#### [Required work]
Output the material exactly, but drop every image it holds.

#### [Dataset excerpts]

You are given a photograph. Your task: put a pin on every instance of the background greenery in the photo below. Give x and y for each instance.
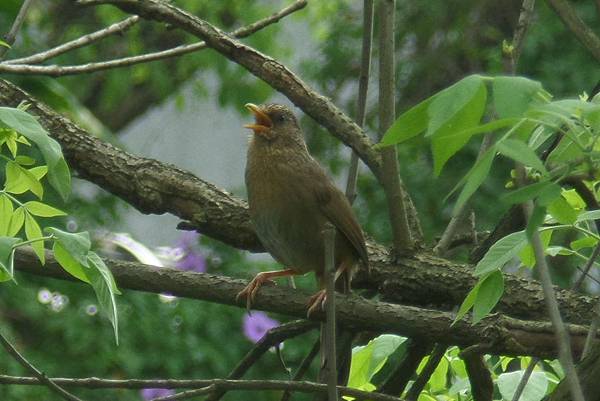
(438, 43)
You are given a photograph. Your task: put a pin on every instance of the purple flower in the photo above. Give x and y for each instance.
(257, 324)
(192, 261)
(151, 393)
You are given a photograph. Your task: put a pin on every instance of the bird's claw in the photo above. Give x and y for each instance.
(316, 302)
(251, 290)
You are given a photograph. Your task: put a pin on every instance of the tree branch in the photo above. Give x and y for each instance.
(40, 377)
(582, 32)
(321, 109)
(203, 385)
(18, 66)
(496, 334)
(118, 27)
(11, 35)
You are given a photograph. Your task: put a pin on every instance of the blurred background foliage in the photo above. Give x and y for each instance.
(438, 42)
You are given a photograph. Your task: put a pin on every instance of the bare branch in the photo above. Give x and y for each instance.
(40, 377)
(497, 333)
(271, 339)
(363, 88)
(57, 70)
(321, 109)
(391, 181)
(118, 27)
(582, 32)
(11, 35)
(204, 386)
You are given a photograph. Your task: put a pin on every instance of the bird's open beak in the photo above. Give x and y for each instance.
(262, 123)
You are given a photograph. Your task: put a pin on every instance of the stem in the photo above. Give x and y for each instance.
(12, 34)
(329, 348)
(390, 179)
(41, 377)
(363, 87)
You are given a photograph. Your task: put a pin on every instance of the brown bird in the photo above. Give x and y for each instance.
(291, 198)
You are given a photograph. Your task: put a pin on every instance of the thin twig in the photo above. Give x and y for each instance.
(11, 36)
(57, 70)
(270, 339)
(582, 32)
(118, 27)
(391, 180)
(204, 386)
(434, 359)
(303, 368)
(587, 267)
(40, 377)
(363, 88)
(329, 348)
(562, 336)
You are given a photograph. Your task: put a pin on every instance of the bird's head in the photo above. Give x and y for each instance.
(274, 123)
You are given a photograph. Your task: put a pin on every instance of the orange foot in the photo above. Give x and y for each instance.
(316, 302)
(249, 292)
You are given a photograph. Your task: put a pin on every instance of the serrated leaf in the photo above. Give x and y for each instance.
(6, 257)
(76, 244)
(408, 125)
(520, 152)
(69, 263)
(490, 292)
(33, 231)
(562, 211)
(474, 178)
(501, 252)
(534, 390)
(104, 285)
(513, 95)
(16, 222)
(6, 211)
(42, 210)
(58, 172)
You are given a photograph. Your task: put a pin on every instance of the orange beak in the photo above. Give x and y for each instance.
(262, 123)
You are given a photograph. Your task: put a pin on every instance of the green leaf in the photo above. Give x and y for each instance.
(467, 304)
(590, 215)
(6, 257)
(513, 95)
(454, 110)
(16, 222)
(523, 194)
(20, 180)
(474, 179)
(369, 359)
(69, 263)
(408, 125)
(534, 390)
(520, 152)
(490, 292)
(33, 231)
(104, 285)
(42, 210)
(501, 252)
(585, 242)
(6, 211)
(562, 211)
(28, 126)
(527, 255)
(76, 244)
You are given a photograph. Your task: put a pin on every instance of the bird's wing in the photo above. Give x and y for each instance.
(334, 205)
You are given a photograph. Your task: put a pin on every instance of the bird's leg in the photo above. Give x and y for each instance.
(252, 288)
(317, 301)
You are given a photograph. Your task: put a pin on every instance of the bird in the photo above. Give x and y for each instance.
(291, 199)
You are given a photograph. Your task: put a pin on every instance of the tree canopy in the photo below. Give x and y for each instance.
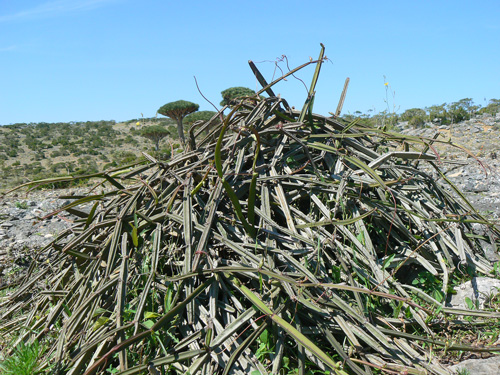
(178, 110)
(229, 95)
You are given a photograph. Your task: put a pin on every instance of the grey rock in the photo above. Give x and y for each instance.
(488, 366)
(479, 290)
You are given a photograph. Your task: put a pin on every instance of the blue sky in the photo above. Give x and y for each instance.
(79, 60)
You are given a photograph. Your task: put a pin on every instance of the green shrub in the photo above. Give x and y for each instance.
(24, 361)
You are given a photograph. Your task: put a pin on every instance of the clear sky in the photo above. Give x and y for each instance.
(79, 60)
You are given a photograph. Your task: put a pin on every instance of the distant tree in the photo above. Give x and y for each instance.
(456, 111)
(230, 95)
(414, 116)
(177, 111)
(155, 133)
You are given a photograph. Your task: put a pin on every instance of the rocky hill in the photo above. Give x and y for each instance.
(36, 151)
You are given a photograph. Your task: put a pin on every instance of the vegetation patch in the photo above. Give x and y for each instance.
(280, 242)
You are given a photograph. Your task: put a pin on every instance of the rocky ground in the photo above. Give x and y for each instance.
(478, 176)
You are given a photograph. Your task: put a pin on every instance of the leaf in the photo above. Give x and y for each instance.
(151, 315)
(102, 320)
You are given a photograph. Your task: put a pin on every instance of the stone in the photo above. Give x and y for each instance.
(488, 366)
(479, 290)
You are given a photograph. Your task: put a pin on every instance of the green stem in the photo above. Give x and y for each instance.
(229, 190)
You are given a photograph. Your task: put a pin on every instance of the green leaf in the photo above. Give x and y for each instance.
(151, 315)
(100, 322)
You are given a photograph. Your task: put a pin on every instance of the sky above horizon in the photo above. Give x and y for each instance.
(89, 60)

#### [The result]
You are given a photograph. Your task: put a pin on every instance of the background greenery in the photo below. Give x and y for each instance.
(438, 43)
You are given a photograph. Your task: put a pin on every instance of the purple flower in the photo above. Give x and y for each instance.
(257, 324)
(192, 261)
(151, 393)
You are given a photograph. Your task: put a pin on every instance of the bird's claw in the photo above. Give x and y for each instance.
(316, 302)
(251, 290)
You are given a photograph. Your task: put a pin on every instance of the tree branch in the photo above. Give x and y for each instance.
(40, 377)
(582, 32)
(321, 109)
(203, 385)
(18, 66)
(496, 334)
(118, 27)
(11, 35)
You are given a photograph. Your task: put a pin on every instance of the blurred background foliage in the photo above. Give x and y for each instance.
(438, 42)
You are given a photograph. Your task: put a pin on every instance of the bare branch in the photo above. Give x and y for each instance.
(40, 377)
(497, 333)
(271, 339)
(363, 88)
(57, 70)
(321, 109)
(391, 181)
(118, 27)
(582, 32)
(11, 35)
(204, 386)
You are given a photograph. Your task: put a pin on every instance of the bird's open beak in the photo above. Give x and y for each instance.
(262, 123)
You are given a photograph. Your task: put a pin on every instance of the stem in the photo above. Give x and y for each instance.
(12, 34)
(329, 348)
(390, 179)
(41, 377)
(363, 87)
You are given a photograph. Your task: put a pin on every instance of the brown bird in the photo above. Give x and y for each instance.
(291, 198)
You are given a photograph. Your task: put a pin on every instance of the thin twig in the photo above. Give x and y for each instance.
(11, 36)
(57, 70)
(270, 339)
(582, 32)
(118, 27)
(391, 180)
(204, 386)
(434, 359)
(303, 368)
(587, 267)
(40, 377)
(363, 88)
(329, 348)
(562, 336)
You are given a photograph. Your task: put a pin on every instance of the bird's head in the photo above. Give x and y for each instance.
(274, 123)
You are given a photograph. Your task: put a pin on every instance of the orange foot in the photo above. Give x and y for each instance.
(316, 302)
(249, 292)
You are given a photograph. Your task: put a pin on every instance of the serrated leaf in the photo above. Give x and y for each instance.
(6, 257)
(76, 244)
(408, 125)
(520, 152)
(69, 263)
(490, 292)
(33, 231)
(562, 211)
(474, 178)
(501, 252)
(534, 390)
(104, 285)
(513, 95)
(16, 222)
(6, 211)
(42, 210)
(58, 172)
You are given a photograph. Your task: put a pin on every instance of the orange beak in the photo above. Give x and y for each instance.
(262, 123)
You are given a photograph. Your task: put a pin on every instance of the green leaf in the photo above. Give x and y for each instance.
(467, 304)
(590, 215)
(6, 257)
(513, 95)
(454, 110)
(16, 222)
(523, 194)
(20, 180)
(474, 179)
(369, 359)
(69, 263)
(408, 125)
(534, 390)
(520, 152)
(490, 292)
(33, 231)
(104, 285)
(42, 210)
(501, 252)
(585, 242)
(6, 211)
(562, 211)
(28, 126)
(527, 255)
(76, 244)
You are given a photograph. Your task: put a pin on every instance of the bird's wing in the photo above. Give x and y for each instance.
(334, 205)
You are given a photograph. Your task: put a pin on every instance of the bird's leg in the photo above. Give x and y for each instance.
(252, 288)
(317, 301)
You are given a photograph. Your task: put a pin on every instance of the bird in the photo above. Give x and y for each instance.
(291, 199)
You are given a photograph. Your task: put a pin on every instance of the tree canopy in the photo below. Give x and y for each instance.
(178, 110)
(229, 95)
You are given a photograph. Your task: put a pin on every instance of the grey rock in the photo above. Give x and y for each instance.
(488, 366)
(479, 290)
You are given a photograph. Your task: put a pin on every instance of the blue sky in the photo above. Give x and y for each instance.
(79, 60)
You are given a photograph. Your task: put a pin on every instance of the green shrub in the photo above. Give x and y for each instance.
(24, 361)
You are given a photograph. Your task: put a pin on every instance of the clear sky in the photo above. Give x and y for each instance.
(79, 60)
You are given a photograph. Your task: put a pin on every instance of the distant tree in the photo above. Give x and y for each instance.
(456, 111)
(230, 95)
(414, 116)
(177, 111)
(155, 133)
You are given a photograph. Your task: put a pin on every instance of the rocky hill in the photo above. Give x and y for each instance.
(36, 151)
You are given a photograph. Your task: put a pin on every instance of the vegetation patch in the photo above. Give x and y for each instance.
(280, 242)
You are given a photograph. Your task: put a pin on every instance of the rocky ground in the photo above. Give x and y for each instance.
(478, 176)
You are given a photograph. Your task: put a pin on every instance of the leaf in the photo above. Give x and y for each instance.
(151, 315)
(102, 320)
You are given a photograph. Your task: put a pin on every instance of the stone in the photo above. Give x and y for each instance.
(488, 366)
(479, 290)
You are given a photograph. Your task: put a pin on every instance of the green stem in the photo above. Give x and y for each instance.
(229, 190)
You are given a photograph. Your task: put a pin on every instance of the green leaf in the photo above. Give x and y for each instance.
(151, 315)
(100, 322)
You are given a photograph. Your task: put a pin on every instance of the sky above horizon in the photo above. Give x and y for each instance.
(89, 60)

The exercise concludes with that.